▶ Written exercise
Rewrite the rows from the line containing "Highlight the bare tree trunk." down to the line containing "[137,150,215,162]", changing "fallen log" to "downed log" and leaving everything else as it stands. Omit the pictures.

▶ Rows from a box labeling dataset

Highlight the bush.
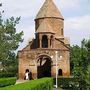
[0,78,53,90]
[0,77,16,87]
[54,77,79,90]
[0,72,16,78]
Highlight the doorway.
[58,69,62,76]
[37,55,51,78]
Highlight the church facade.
[18,0,70,79]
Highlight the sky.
[0,0,90,49]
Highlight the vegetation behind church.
[0,15,23,77]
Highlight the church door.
[37,55,51,78]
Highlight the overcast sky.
[0,0,90,49]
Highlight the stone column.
[48,36,50,48]
[39,35,42,48]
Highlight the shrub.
[0,77,16,87]
[0,72,16,78]
[0,78,53,90]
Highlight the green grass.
[0,77,16,87]
[0,78,53,90]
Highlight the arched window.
[58,69,62,76]
[42,35,48,48]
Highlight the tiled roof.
[36,0,63,19]
[36,19,55,33]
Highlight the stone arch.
[37,55,52,78]
[58,69,63,76]
[42,35,48,48]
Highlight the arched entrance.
[42,35,48,48]
[37,55,51,78]
[58,69,62,76]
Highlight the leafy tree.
[0,16,23,72]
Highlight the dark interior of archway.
[37,58,51,78]
[58,69,62,76]
[42,35,48,48]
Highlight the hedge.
[0,77,16,87]
[0,78,53,90]
[54,77,79,90]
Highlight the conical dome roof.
[36,20,55,33]
[36,0,63,19]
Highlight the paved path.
[53,88,63,90]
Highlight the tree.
[0,16,23,74]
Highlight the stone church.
[18,0,70,79]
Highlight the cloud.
[65,15,90,45]
[2,0,42,17]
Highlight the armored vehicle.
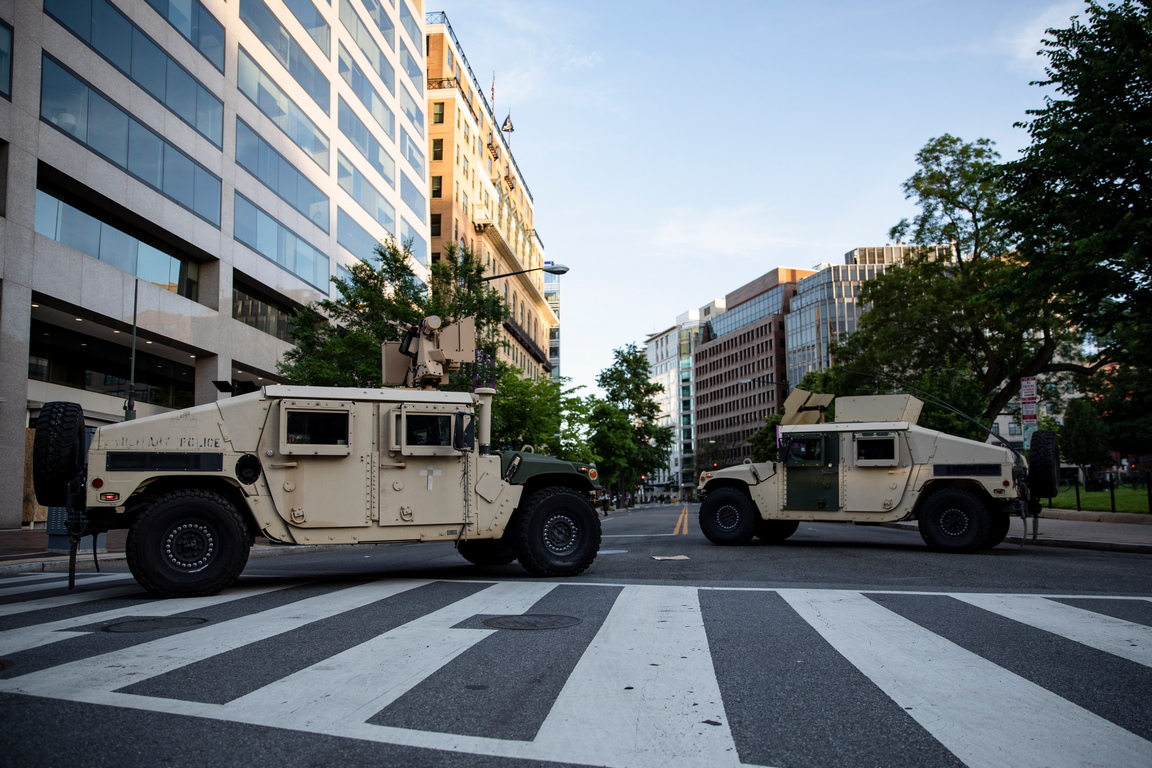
[33,317,600,596]
[698,389,1060,552]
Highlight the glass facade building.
[0,0,431,529]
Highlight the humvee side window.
[855,433,900,466]
[404,413,452,446]
[280,400,353,456]
[785,435,824,465]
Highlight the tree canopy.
[1001,0,1152,368]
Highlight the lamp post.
[480,263,568,282]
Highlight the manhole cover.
[484,614,579,630]
[100,616,209,632]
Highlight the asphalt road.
[0,507,1152,768]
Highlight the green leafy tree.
[279,238,508,389]
[1060,397,1108,478]
[1001,0,1152,371]
[831,135,1101,436]
[589,344,673,488]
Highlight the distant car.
[698,389,1060,552]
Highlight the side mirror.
[452,411,476,453]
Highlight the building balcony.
[503,318,552,372]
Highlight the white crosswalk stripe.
[0,579,1152,768]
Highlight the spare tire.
[32,402,85,507]
[1028,429,1060,499]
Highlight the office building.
[785,245,949,390]
[644,299,725,500]
[426,13,560,379]
[694,267,813,469]
[0,0,430,527]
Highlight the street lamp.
[480,264,568,282]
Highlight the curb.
[0,542,366,576]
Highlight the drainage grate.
[100,616,209,632]
[484,614,579,630]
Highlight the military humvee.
[698,389,1060,552]
[33,317,600,596]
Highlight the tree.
[1060,397,1108,479]
[589,344,673,486]
[1001,0,1152,368]
[278,238,508,389]
[831,135,1102,436]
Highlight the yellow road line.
[672,504,688,535]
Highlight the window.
[40,54,220,227]
[233,192,328,294]
[236,48,328,173]
[340,0,396,93]
[240,0,332,114]
[36,189,199,302]
[236,117,329,231]
[0,22,12,99]
[336,152,396,235]
[146,0,223,71]
[339,97,396,189]
[280,400,353,456]
[339,43,396,139]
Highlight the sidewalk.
[0,509,1152,576]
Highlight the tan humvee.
[33,318,600,595]
[699,389,1059,552]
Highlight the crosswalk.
[0,573,1152,768]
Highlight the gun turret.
[380,315,476,389]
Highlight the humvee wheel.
[700,488,760,545]
[514,486,600,576]
[126,488,250,598]
[456,539,516,565]
[756,520,799,543]
[919,488,992,552]
[1028,429,1060,499]
[984,507,1011,549]
[32,401,84,507]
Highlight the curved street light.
[480,264,568,282]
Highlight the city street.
[0,504,1152,768]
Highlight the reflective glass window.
[283,0,332,59]
[340,97,396,189]
[233,192,328,294]
[236,48,328,172]
[240,0,332,114]
[340,0,396,93]
[236,117,328,231]
[339,43,396,139]
[142,0,223,71]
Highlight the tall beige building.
[0,0,430,527]
[426,13,560,379]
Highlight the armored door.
[783,432,840,511]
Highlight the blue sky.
[427,0,1084,390]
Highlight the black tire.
[511,486,600,576]
[919,488,992,552]
[756,520,799,543]
[984,507,1011,549]
[126,488,251,598]
[1028,429,1060,499]
[456,539,516,565]
[32,401,86,507]
[700,488,760,545]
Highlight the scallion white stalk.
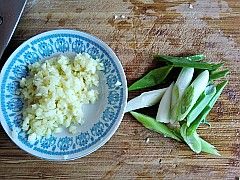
[156,83,174,123]
[125,88,167,112]
[170,67,194,123]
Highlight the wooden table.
[0,0,240,179]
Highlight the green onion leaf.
[180,123,202,153]
[156,54,205,62]
[187,81,228,135]
[187,85,216,126]
[154,55,223,71]
[128,66,173,91]
[177,70,209,121]
[130,111,182,141]
[200,138,221,156]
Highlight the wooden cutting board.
[0,0,240,179]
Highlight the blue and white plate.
[0,30,127,160]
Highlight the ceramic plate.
[0,30,127,161]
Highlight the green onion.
[177,70,209,121]
[154,55,223,71]
[180,123,202,153]
[200,138,221,156]
[156,83,174,123]
[125,88,167,112]
[171,68,194,123]
[128,66,173,91]
[130,111,182,141]
[187,81,228,135]
[187,85,216,126]
[156,54,205,62]
[209,70,229,81]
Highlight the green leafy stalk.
[200,138,221,156]
[130,111,182,141]
[187,106,212,136]
[180,123,202,153]
[128,66,173,91]
[209,70,229,81]
[187,85,216,126]
[187,81,228,135]
[154,55,223,71]
[177,70,209,121]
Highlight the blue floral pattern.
[108,91,120,105]
[40,136,57,149]
[57,136,73,151]
[0,30,126,159]
[38,42,53,57]
[55,38,69,53]
[76,132,90,147]
[91,122,104,136]
[7,81,20,95]
[72,39,86,53]
[103,107,114,122]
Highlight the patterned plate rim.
[0,29,128,161]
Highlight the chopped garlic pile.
[20,53,103,142]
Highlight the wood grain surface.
[0,0,240,179]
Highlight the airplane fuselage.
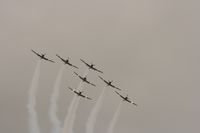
[65,60,69,64]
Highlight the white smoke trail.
[49,65,65,133]
[86,86,106,133]
[62,69,89,133]
[27,61,41,133]
[107,101,122,133]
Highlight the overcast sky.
[0,0,200,133]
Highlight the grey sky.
[0,0,200,133]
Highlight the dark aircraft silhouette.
[74,72,96,87]
[31,49,55,63]
[99,76,121,90]
[115,91,137,106]
[56,55,78,69]
[80,59,103,73]
[68,87,92,100]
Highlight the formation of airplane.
[80,59,103,73]
[31,49,137,106]
[56,54,78,69]
[99,76,121,90]
[68,87,92,100]
[115,91,137,106]
[74,72,96,87]
[31,50,55,63]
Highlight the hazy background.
[0,0,200,133]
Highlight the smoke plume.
[86,87,106,133]
[107,101,122,133]
[27,61,41,133]
[49,65,64,133]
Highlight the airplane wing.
[80,94,92,100]
[56,54,65,62]
[31,49,41,57]
[92,67,103,73]
[98,76,108,84]
[80,59,90,67]
[85,81,96,87]
[74,72,79,76]
[110,85,121,91]
[89,82,96,87]
[68,87,74,92]
[70,64,79,69]
[115,91,124,99]
[43,57,55,63]
[126,100,137,106]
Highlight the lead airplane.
[115,91,137,106]
[31,49,55,63]
[68,87,92,100]
[56,54,78,69]
[80,59,103,73]
[74,72,96,87]
[99,76,121,90]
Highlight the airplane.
[31,49,55,63]
[80,59,103,73]
[68,87,92,100]
[99,76,121,91]
[56,54,78,69]
[74,72,96,87]
[115,91,137,106]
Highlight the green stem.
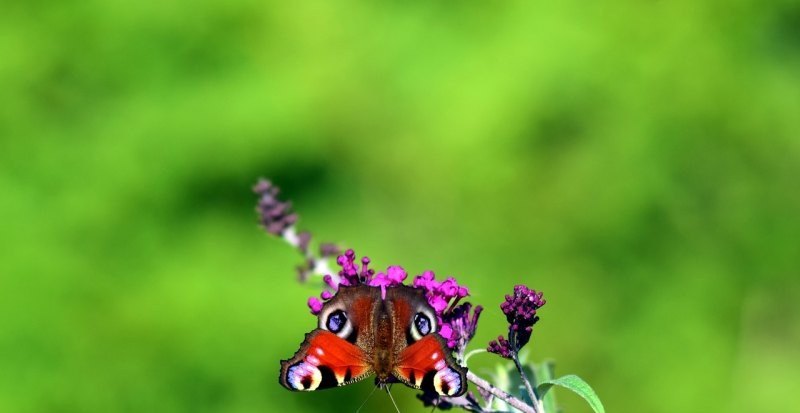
[509,332,544,413]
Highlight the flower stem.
[509,332,544,413]
[467,371,537,413]
[513,351,543,413]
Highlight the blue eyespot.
[326,310,347,333]
[414,313,431,336]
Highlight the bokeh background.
[0,0,800,413]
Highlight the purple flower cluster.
[412,271,483,353]
[253,179,296,235]
[308,250,408,315]
[253,178,341,282]
[488,285,546,358]
[308,250,483,353]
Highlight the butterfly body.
[280,285,466,396]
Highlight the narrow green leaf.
[536,374,605,413]
[536,360,559,413]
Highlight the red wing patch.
[393,334,467,397]
[280,330,372,391]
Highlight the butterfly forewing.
[280,330,372,391]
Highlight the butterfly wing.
[392,334,467,397]
[280,329,372,391]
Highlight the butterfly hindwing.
[280,329,372,391]
[393,334,467,397]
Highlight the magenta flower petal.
[308,297,322,315]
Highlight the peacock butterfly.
[280,285,467,397]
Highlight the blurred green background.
[0,0,800,413]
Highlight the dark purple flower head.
[253,179,296,237]
[439,303,483,354]
[412,271,469,315]
[413,271,476,348]
[500,284,546,350]
[489,285,546,358]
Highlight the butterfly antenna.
[356,386,378,413]
[386,387,400,413]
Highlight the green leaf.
[536,374,606,413]
[536,360,560,413]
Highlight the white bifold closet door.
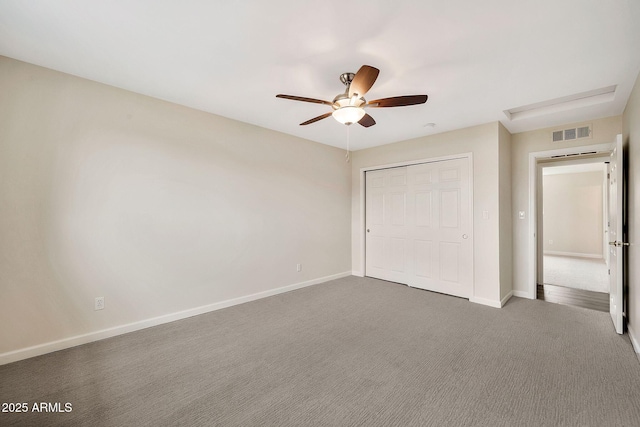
[365,158,473,298]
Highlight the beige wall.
[542,172,604,258]
[511,116,622,296]
[623,71,640,353]
[498,124,513,299]
[351,122,508,304]
[0,57,351,356]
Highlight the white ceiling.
[0,0,640,149]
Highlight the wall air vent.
[578,126,591,138]
[551,125,591,142]
[553,130,564,142]
[564,128,576,141]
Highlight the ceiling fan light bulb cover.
[333,106,366,125]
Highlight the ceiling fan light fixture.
[332,105,366,125]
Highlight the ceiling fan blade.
[300,111,333,126]
[349,65,380,98]
[367,95,429,108]
[358,114,376,128]
[276,94,333,105]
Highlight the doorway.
[537,159,609,312]
[519,135,629,334]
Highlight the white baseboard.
[0,271,351,365]
[513,291,535,299]
[627,324,640,357]
[469,296,504,308]
[500,291,513,307]
[543,251,604,259]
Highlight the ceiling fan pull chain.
[344,126,351,163]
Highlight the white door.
[365,167,408,284]
[609,135,628,334]
[407,158,473,298]
[365,158,473,298]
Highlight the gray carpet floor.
[0,277,640,426]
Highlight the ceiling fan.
[276,65,428,128]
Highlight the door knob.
[609,240,629,246]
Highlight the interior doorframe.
[354,152,475,290]
[517,143,615,299]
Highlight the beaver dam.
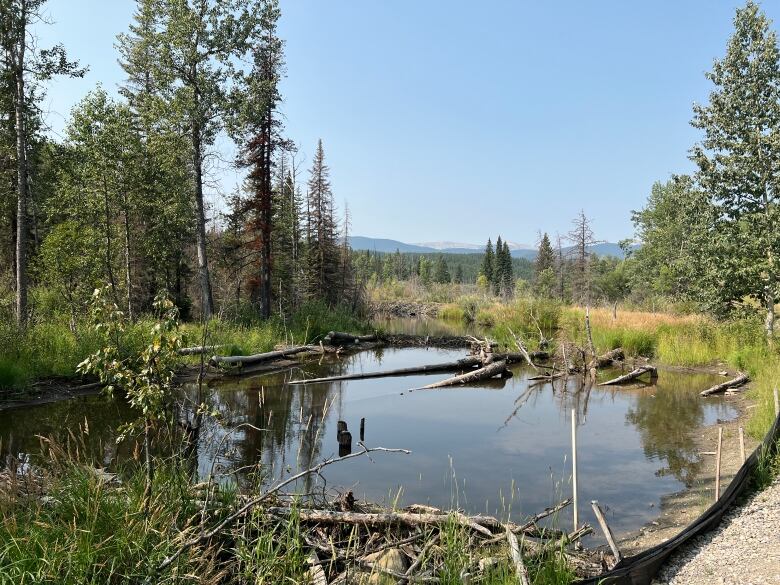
[0,326,738,576]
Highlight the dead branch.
[699,372,750,396]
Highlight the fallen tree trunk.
[176,345,225,355]
[596,347,626,368]
[699,372,750,396]
[417,360,512,390]
[265,507,493,537]
[599,366,658,386]
[322,331,376,345]
[209,345,321,366]
[288,356,482,384]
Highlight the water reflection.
[0,348,735,532]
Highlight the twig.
[157,443,411,572]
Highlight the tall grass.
[0,303,368,398]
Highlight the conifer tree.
[306,140,339,304]
[501,240,514,297]
[491,236,506,296]
[534,232,555,276]
[480,238,494,289]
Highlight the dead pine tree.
[566,210,597,305]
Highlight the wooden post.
[739,427,745,464]
[571,408,580,532]
[590,500,623,564]
[715,427,723,502]
[339,431,352,457]
[775,386,780,418]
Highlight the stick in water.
[715,427,723,502]
[590,500,623,564]
[571,408,580,532]
[739,427,745,464]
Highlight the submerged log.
[417,360,512,390]
[209,345,321,366]
[599,366,658,386]
[322,331,376,345]
[266,507,493,536]
[288,356,482,384]
[176,345,225,355]
[699,372,750,396]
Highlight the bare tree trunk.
[103,174,119,305]
[192,122,214,319]
[14,38,27,326]
[125,206,133,321]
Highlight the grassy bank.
[0,438,573,585]
[0,303,368,399]
[439,296,780,438]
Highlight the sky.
[32,0,780,244]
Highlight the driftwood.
[288,356,482,384]
[209,345,322,366]
[599,366,658,386]
[506,527,530,585]
[265,507,493,536]
[176,345,225,355]
[699,372,750,396]
[322,331,376,345]
[416,360,512,390]
[596,347,626,368]
[590,500,623,568]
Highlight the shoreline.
[617,386,760,557]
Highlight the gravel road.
[653,478,780,585]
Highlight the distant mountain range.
[349,236,624,260]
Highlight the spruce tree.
[501,240,514,297]
[534,232,555,277]
[491,236,506,296]
[480,238,495,289]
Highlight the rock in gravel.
[653,480,780,585]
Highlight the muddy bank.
[619,390,759,556]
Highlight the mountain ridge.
[349,236,625,260]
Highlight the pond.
[0,324,737,534]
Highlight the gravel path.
[653,478,780,585]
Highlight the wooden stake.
[590,500,623,564]
[715,427,723,502]
[571,408,580,532]
[775,386,780,418]
[506,526,529,585]
[739,427,745,463]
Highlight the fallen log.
[176,345,225,355]
[596,347,626,368]
[416,360,512,390]
[699,372,750,396]
[265,506,493,537]
[209,345,322,366]
[288,356,482,384]
[599,366,658,386]
[322,331,376,345]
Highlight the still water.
[0,336,736,533]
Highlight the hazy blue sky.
[33,0,780,243]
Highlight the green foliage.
[0,452,217,585]
[76,289,181,434]
[682,0,780,334]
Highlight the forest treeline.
[0,0,780,342]
[366,1,780,336]
[0,0,360,325]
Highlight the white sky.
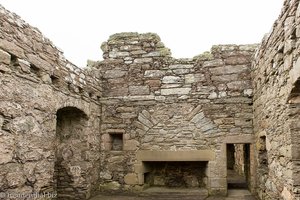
[0,0,283,67]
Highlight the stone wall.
[0,6,101,199]
[252,0,300,199]
[94,33,256,194]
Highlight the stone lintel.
[224,134,254,144]
[137,150,215,162]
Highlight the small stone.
[103,69,127,78]
[134,58,152,64]
[184,74,205,84]
[162,76,181,83]
[161,88,191,95]
[208,92,218,99]
[124,173,138,185]
[209,65,249,75]
[108,51,129,58]
[144,70,166,78]
[0,49,11,65]
[129,86,150,95]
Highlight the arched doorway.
[54,107,87,200]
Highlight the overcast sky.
[0,0,283,67]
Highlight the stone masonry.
[0,0,300,200]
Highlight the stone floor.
[90,189,256,200]
[90,170,256,200]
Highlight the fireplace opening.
[144,161,208,188]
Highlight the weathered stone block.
[103,69,127,78]
[144,70,166,78]
[227,81,251,90]
[123,140,140,151]
[211,74,239,82]
[169,64,194,69]
[161,88,191,95]
[203,59,224,67]
[0,39,25,58]
[225,56,249,65]
[209,65,249,75]
[0,49,11,65]
[129,86,150,95]
[184,74,205,84]
[162,76,182,83]
[124,173,138,185]
[133,58,152,64]
[108,51,129,58]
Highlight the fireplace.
[135,150,215,189]
[144,161,208,188]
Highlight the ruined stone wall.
[252,0,300,199]
[96,33,256,193]
[0,6,101,199]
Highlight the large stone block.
[209,65,250,75]
[162,76,182,83]
[144,70,166,78]
[129,85,150,95]
[103,69,127,78]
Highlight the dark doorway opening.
[227,144,250,189]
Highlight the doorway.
[227,144,251,189]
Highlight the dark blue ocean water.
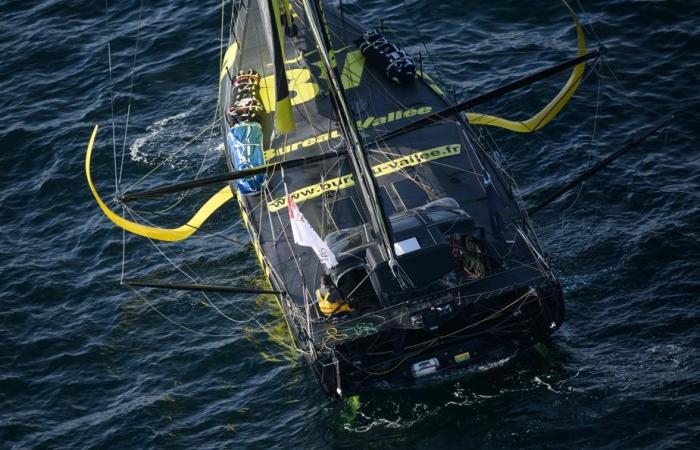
[0,0,700,449]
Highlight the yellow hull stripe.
[219,42,238,81]
[267,144,461,212]
[85,125,233,241]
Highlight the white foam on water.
[129,109,193,164]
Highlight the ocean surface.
[0,0,700,449]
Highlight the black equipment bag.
[355,30,416,84]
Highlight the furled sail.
[257,0,295,134]
[85,125,233,241]
[466,10,586,133]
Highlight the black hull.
[309,284,565,397]
[221,1,564,396]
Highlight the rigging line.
[561,57,601,219]
[152,0,225,212]
[117,0,143,191]
[370,144,438,199]
[124,207,301,351]
[105,0,119,194]
[122,120,218,194]
[126,209,253,324]
[400,0,445,86]
[126,285,238,337]
[122,203,247,247]
[119,220,126,284]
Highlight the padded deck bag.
[355,30,416,84]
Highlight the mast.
[303,0,404,285]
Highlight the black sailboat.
[86,0,668,396]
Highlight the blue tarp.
[227,122,266,195]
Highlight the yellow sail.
[85,125,233,241]
[466,11,586,133]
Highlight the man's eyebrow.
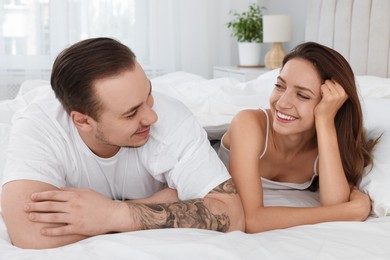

▶ Reply
Highlight the bare tree trunk.
[103,174,119,305]
[192,122,214,319]
[14,38,27,326]
[125,206,133,321]
Highlight the grassy bank.
[0,438,573,585]
[0,303,368,399]
[439,296,780,438]
Highlight the sky.
[32,0,780,244]
Highlight the driftwood.
[288,356,482,384]
[209,345,322,366]
[599,366,658,386]
[506,527,530,585]
[265,507,493,536]
[176,345,225,355]
[699,372,750,396]
[322,331,376,345]
[416,360,512,390]
[596,347,626,368]
[590,500,623,568]
Highlight the shoreline.
[617,386,760,557]
Highlight the gravel road.
[653,478,780,585]
Highlight the distant mountain range.
[349,236,624,260]
Highlight the spruce tree.
[501,240,514,297]
[534,232,555,277]
[491,236,506,296]
[480,238,495,289]
Highlight the rock in gravel.
[653,480,780,585]
Highlight the muddy bank.
[619,390,759,556]
Highlight the mountain ridge.
[349,236,625,260]
Highlight the pond.
[0,324,737,534]
Highlight the gravel path.
[653,478,780,585]
Highlight the wooden stake.
[590,500,623,564]
[715,427,723,502]
[571,408,580,532]
[775,386,780,418]
[506,526,529,585]
[739,427,745,463]
Highlight the downed log.
[176,345,225,355]
[596,347,626,368]
[416,360,512,390]
[699,372,750,396]
[265,506,493,537]
[209,345,322,366]
[288,356,482,384]
[599,366,658,386]
[322,331,376,345]
Highlight the still water.
[0,336,736,533]
Highlight the hazy blue sky.
[33,0,780,243]
Highlight the green foliage.
[0,452,217,585]
[76,289,181,434]
[682,0,780,334]
Highlight the forest treeline.
[0,0,780,342]
[366,1,780,336]
[0,0,360,325]
Highlight the white sky.
[0,0,283,67]
Highlight the stone wall.
[0,6,101,199]
[252,0,300,199]
[94,33,256,194]
Highlight the stone lintel.
[224,134,254,144]
[137,150,215,162]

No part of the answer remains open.